[Dataset records]

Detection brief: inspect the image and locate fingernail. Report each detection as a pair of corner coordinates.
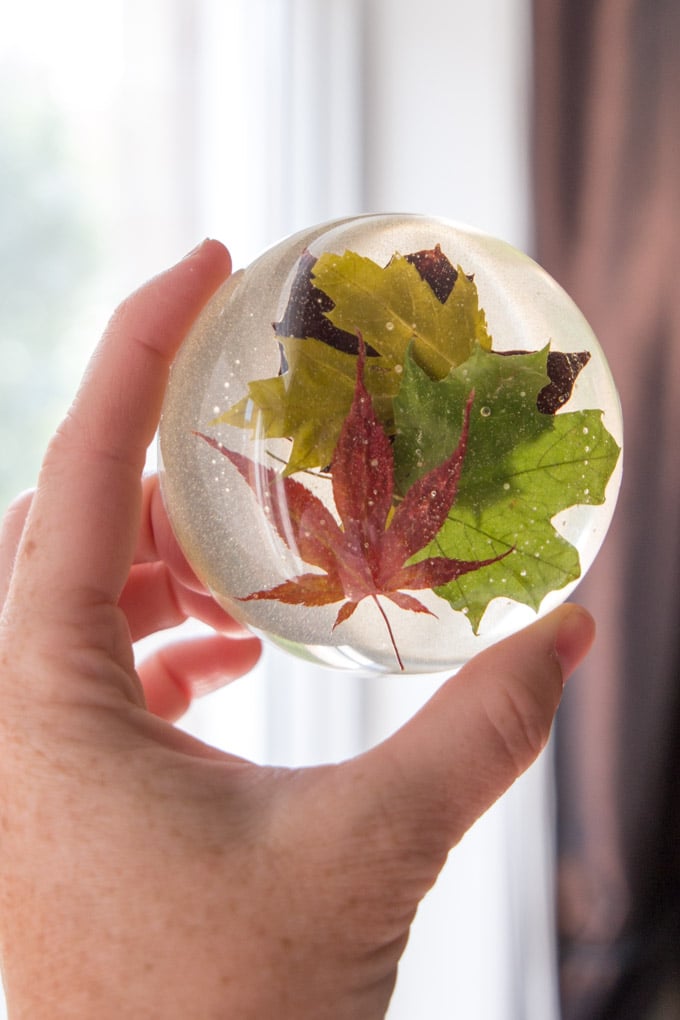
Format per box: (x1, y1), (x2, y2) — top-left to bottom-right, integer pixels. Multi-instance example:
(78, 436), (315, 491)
(555, 605), (595, 683)
(181, 238), (210, 262)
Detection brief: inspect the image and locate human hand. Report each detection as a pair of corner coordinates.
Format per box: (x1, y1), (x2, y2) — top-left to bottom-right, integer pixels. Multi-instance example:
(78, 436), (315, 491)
(0, 242), (593, 1020)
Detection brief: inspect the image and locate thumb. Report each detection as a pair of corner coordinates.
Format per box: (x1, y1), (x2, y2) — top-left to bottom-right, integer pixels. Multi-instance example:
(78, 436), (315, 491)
(362, 605), (594, 855)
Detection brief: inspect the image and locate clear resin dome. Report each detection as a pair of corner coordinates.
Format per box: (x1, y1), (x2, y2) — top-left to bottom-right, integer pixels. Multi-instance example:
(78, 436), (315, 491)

- [What to do] Present every line of the data above as a numbered list, skipping blank lines and leaving out the picture.

- [Output]
1. Detection brief: inspect the image and locate fingernail. Report each detection as a pair of corner coordinates.
2. Format per box: (x1, y1), (x2, y2) — top-left to bottom-right, integer pixels. Multi-instance example:
3. (78, 436), (315, 491)
4. (555, 605), (595, 683)
5. (181, 238), (210, 262)
6. Detection brief: inspect the image and locate human hand. Report each detection as a pair of corner coordinates.
7. Format per box: (x1, y1), (x2, y2) — top-left to bottom-right, integer pixels. Multi-instance example:
8. (78, 436), (315, 491)
9. (0, 242), (593, 1020)
10. Detection brief: inspect the image and locate thumb. Report each detection as a pair of corner coordinates.
11. Format per box: (x1, y1), (x2, y2) — top-left to bottom-right, integer pixels. Multi-instance example:
12. (78, 436), (315, 491)
13. (362, 605), (594, 855)
14. Detection brief: inspect the image and locate clear resin dome. Report each detection as a pair of corner coordinates.
15. Format per box: (x1, y1), (x2, y2) — top-left to bottom-right, integer pixels. Multi-instance example:
16. (78, 436), (315, 491)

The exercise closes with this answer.